▶ _Consignes_:
1 – D'après l'extrait, depuis quelle année Tony Delsham est-il rédacteur en chef de l'hebdomadaire Antilla ?
2 – Repérez chacune des lignes où figure le mot « jacket », puis recopiez-les.

***** Extrait

1. Attaches martiniquaises

André PETRICIEN, plus connu sous le nom de Tony DELSHAM, naît en 1946 à Fort-de-France, en Martinique.

Passionné par le journalisme et l'édition, il connaît un parcours professionnel riche, qui concilie ces deux centres d'intérêt. Ses qualités d'analyse lui permettent d'assumer de hautes responsabilités, en tant que Directeur de publication ou encore en tant que Rédacteur en chef. De là, il se focalise sur les rouages sociaux martiniquais.

Depuis 1988, Tony DELSHAM est Rédacteur en chef de l'hebdomadaire Antilla – dont l'un des membres fondateurs n'est autre qu'un certain Raphaël CONFIANT…

En chroniqueur régulier de la Martinique, Tony DELSHAM a naturellement ressenti une impulsion d'écriture-peinture de son île.

2. Une écriture de l'Immersion

Tony DELSHAM porte un regard de chroniqueur-auteur sur la Martinique, depuis plus d'une vingtaine d'années.

Prolifique, son œuvre exprime la diversité bigarrée de la société qui l'inspire et l'intrigue :

  • des modes d'expression littéraire différents: le roman, le théâtre et même le texte de bande déssinée.
     
  • une implication littéraire forte, débordante, bouillonnante: les thématiques de Tony DELSHAM tracent les différents contours martiniquais.

L'écriture de Tony DELSHAM se fait alors Immersion-Impression.

2.1 Immersion sociale

(D)écrire les remous sociaux, économiques et politiques de la Martinique. Voilà l'engagement scriptural et pictural de Tony DELSHAM.

Un regard lucide, et lourd d'amertume, face aux revers d'une modernité - essentiellement touristique et d'une départementalisation inadaptées :

  • les effets du BUMIDOM (Bureau des Migrations de l'Outre-Mer): cet organisme, crée à Paris en 1963, affichait une vocation sociale en faveur des ressortissants d'Outre-mer… Pour combler des besoins de main-d'œuvre en région parisienne, des milliers d'Antillais occupèrent des postes «réservés» pour eux, essentiellement dans les services des transports, de la Poste et des hôpitaux.

Xavier, le Drame d'un Emigré Antillais  (1981):  «des histoires peu flatteuses se propageaient et on disait que ceux qui acceptaient l'aide de cet organisme se retrouvaient soit dans la prostitution, soit occupant les emplois subalternes et délaissés par les Français» - «on avait tous un numéro, comme des bêtes»

**********
***** Données brutes

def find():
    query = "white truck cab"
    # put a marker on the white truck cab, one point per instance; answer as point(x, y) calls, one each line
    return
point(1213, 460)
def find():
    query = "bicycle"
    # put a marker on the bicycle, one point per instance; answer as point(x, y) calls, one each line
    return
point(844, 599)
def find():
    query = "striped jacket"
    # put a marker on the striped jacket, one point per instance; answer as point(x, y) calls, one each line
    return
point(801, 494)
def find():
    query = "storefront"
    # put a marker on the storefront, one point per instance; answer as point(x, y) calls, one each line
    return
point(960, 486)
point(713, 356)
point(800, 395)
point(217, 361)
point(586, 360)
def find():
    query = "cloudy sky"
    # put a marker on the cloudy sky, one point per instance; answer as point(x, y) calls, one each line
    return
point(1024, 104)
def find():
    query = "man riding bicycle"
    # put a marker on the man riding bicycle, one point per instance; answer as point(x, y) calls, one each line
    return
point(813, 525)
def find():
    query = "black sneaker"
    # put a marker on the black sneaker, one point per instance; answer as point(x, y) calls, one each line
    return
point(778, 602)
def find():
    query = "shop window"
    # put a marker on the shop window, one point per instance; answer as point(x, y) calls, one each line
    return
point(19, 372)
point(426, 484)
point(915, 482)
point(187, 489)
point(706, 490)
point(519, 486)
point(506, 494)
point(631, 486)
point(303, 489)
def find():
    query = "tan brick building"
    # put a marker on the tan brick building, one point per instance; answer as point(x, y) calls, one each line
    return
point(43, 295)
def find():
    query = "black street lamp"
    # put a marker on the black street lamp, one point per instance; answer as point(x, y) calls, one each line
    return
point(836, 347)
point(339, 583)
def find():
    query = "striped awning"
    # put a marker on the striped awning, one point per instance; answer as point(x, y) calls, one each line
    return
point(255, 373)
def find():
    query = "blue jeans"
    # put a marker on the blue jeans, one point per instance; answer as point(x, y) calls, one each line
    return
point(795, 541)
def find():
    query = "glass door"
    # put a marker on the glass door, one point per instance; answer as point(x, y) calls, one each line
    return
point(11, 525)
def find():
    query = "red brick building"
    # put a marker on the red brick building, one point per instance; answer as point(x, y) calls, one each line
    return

**********

▶ _Corrigé_:
1 – Depuis 1988.

2 –
    query = "striped jacket"
    # put a marker on the striped jacket, one point per instance; answer as point(x, y) calls, one each line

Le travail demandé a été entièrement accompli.